--- start of Exercise material ---
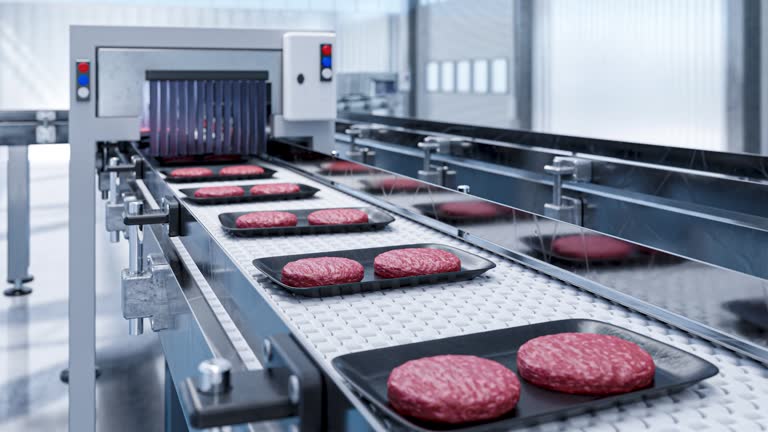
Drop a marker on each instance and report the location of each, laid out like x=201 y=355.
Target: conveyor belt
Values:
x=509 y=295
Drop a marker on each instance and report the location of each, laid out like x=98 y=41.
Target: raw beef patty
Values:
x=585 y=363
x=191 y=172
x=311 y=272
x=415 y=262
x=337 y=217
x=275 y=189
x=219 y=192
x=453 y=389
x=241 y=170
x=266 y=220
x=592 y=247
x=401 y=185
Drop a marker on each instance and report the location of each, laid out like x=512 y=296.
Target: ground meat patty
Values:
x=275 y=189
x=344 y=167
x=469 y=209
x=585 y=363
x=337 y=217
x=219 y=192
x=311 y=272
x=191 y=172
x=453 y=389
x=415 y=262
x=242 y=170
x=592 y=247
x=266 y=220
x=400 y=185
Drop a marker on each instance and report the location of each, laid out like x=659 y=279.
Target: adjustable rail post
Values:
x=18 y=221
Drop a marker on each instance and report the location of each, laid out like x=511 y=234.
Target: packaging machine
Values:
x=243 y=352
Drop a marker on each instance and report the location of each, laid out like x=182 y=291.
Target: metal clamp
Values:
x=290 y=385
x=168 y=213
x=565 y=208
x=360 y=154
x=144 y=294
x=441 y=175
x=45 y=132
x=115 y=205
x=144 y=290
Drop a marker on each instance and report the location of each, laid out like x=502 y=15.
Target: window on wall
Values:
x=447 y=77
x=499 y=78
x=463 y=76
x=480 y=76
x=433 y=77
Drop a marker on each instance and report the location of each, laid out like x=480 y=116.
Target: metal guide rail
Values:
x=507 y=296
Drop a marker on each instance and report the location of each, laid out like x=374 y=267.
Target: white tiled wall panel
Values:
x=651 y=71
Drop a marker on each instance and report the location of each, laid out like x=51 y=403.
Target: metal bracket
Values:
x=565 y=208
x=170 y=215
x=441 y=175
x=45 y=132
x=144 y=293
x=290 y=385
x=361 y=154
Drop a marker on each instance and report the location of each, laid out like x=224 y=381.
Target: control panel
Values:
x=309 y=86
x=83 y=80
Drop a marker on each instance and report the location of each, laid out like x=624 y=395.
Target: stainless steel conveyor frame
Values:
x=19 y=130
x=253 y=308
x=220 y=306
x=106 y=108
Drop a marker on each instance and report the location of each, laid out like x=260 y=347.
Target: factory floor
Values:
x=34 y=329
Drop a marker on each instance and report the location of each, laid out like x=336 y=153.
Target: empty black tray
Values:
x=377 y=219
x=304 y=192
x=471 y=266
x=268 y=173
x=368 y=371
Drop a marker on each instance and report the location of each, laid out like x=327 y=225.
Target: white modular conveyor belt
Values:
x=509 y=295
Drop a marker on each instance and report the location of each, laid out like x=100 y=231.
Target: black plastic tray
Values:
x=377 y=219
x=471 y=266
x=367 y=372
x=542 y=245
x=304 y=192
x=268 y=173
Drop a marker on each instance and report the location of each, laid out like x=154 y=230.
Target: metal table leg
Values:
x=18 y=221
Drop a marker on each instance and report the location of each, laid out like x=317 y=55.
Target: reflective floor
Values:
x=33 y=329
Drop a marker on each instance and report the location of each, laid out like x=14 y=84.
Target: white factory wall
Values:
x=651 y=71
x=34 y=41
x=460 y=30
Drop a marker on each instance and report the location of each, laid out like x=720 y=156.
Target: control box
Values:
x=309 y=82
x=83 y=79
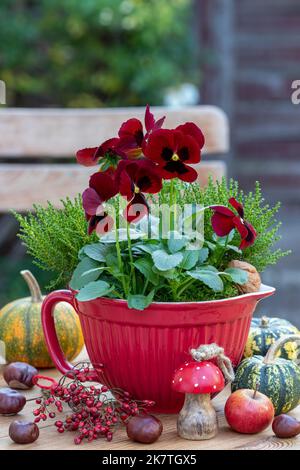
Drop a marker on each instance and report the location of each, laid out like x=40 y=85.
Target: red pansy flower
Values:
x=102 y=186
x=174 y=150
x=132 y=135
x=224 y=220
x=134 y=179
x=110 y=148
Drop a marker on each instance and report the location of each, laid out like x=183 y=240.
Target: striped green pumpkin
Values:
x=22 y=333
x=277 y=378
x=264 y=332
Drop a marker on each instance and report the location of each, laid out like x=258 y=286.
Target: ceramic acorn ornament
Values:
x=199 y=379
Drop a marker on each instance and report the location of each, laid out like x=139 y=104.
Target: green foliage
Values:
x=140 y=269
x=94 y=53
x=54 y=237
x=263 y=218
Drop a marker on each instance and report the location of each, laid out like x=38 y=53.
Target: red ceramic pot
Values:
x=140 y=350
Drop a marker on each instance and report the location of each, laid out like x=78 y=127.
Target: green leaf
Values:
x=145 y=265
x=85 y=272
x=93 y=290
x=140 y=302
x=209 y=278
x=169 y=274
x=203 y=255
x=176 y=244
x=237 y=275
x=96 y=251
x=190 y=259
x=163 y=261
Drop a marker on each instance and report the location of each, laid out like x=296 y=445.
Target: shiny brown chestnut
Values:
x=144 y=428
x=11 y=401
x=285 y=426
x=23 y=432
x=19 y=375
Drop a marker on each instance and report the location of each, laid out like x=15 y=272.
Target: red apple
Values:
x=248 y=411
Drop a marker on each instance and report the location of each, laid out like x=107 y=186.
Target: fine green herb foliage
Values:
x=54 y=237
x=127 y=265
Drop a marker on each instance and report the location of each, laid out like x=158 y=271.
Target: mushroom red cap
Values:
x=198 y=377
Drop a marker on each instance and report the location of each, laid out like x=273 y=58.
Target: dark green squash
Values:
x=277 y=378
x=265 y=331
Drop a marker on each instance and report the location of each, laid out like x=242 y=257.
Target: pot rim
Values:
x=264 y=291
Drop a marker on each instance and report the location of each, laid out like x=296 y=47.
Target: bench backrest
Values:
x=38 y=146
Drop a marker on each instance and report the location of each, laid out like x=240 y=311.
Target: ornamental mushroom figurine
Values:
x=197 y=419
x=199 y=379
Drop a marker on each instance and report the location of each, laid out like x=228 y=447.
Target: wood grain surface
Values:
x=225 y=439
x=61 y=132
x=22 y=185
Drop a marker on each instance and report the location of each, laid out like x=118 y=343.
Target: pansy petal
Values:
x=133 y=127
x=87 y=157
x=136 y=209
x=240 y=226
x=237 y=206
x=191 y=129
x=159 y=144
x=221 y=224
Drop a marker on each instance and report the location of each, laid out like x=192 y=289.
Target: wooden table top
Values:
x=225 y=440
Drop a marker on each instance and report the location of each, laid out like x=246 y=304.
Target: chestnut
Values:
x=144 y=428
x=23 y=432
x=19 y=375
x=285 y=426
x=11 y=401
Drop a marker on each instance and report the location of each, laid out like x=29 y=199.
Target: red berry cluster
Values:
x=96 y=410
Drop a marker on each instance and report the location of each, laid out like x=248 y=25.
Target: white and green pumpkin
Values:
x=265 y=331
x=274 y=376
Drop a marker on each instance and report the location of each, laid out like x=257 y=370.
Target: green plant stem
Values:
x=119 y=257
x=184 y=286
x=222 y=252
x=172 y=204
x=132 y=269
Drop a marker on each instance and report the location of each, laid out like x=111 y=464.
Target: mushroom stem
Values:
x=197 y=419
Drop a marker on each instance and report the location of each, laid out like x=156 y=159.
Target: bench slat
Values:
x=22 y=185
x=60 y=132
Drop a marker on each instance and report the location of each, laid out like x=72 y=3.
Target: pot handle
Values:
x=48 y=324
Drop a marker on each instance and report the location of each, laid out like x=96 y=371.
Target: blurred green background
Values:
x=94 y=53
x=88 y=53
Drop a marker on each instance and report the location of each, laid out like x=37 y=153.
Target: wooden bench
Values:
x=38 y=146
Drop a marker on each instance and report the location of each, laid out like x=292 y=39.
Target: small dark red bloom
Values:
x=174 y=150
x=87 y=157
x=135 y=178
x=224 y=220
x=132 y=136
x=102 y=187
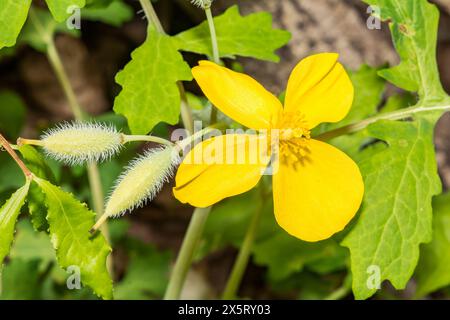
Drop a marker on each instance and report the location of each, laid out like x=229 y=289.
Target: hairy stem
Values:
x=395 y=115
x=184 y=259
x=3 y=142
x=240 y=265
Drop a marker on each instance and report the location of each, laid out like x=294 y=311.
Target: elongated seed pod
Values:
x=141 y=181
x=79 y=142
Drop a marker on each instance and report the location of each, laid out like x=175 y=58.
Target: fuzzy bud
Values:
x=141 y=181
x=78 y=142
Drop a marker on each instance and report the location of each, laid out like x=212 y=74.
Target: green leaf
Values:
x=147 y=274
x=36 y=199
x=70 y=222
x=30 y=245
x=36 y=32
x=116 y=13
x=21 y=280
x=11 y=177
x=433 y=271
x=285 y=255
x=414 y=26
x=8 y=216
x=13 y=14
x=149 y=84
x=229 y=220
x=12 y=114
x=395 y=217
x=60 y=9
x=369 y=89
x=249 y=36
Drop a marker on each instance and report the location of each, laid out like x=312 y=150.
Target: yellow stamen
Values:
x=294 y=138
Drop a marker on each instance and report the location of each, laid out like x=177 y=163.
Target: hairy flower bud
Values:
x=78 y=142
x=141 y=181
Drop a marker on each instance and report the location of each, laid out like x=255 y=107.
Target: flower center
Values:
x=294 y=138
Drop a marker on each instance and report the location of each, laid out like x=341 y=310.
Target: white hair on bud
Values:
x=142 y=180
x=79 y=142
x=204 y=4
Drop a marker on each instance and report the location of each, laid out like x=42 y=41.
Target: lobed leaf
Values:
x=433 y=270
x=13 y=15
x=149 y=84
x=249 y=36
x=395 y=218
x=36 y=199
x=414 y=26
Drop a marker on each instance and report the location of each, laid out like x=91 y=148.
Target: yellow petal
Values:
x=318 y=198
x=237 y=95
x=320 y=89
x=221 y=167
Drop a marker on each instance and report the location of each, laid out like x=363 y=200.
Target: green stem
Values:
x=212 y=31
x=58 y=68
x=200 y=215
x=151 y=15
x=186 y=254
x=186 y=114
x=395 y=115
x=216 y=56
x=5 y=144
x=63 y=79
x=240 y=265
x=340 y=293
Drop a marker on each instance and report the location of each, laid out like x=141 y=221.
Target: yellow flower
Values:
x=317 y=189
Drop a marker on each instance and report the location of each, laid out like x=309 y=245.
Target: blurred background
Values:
--- end of Exercise material ---
▶ Instructions for the task: Print everything in the data from the line containing "like x=40 y=85." down to the line containing "x=163 y=261", both of those lines included, without changing a character.

▶ Response to the exercise:
Drop a marker on each instance and report the location of each, laid out like x=40 y=85.
Target: red pansy flower
Values:
x=102 y=186
x=174 y=150
x=132 y=135
x=224 y=220
x=134 y=179
x=110 y=148
Drop a marker on each instance and report the location of each, laid out like x=183 y=240.
Target: striped green pumpkin
Values:
x=22 y=333
x=277 y=378
x=264 y=332
Drop a marker on each instance and report the location of each, laid out like x=258 y=286.
Target: ceramic acorn ornament
Values:
x=199 y=379
Drop a marker on each instance and report the location of each, laid out like x=139 y=104.
Target: green foliage
Values:
x=140 y=269
x=94 y=53
x=54 y=237
x=263 y=218
Drop a marker on each instance and report the location of each, laid out like x=38 y=53.
Target: red ceramic pot
Values:
x=140 y=350
Drop a marker on each instance and report the location of each, laid out like x=78 y=127.
Target: green leaf
Values:
x=145 y=265
x=85 y=272
x=93 y=290
x=140 y=302
x=209 y=278
x=169 y=274
x=203 y=255
x=176 y=244
x=237 y=275
x=96 y=251
x=190 y=259
x=163 y=261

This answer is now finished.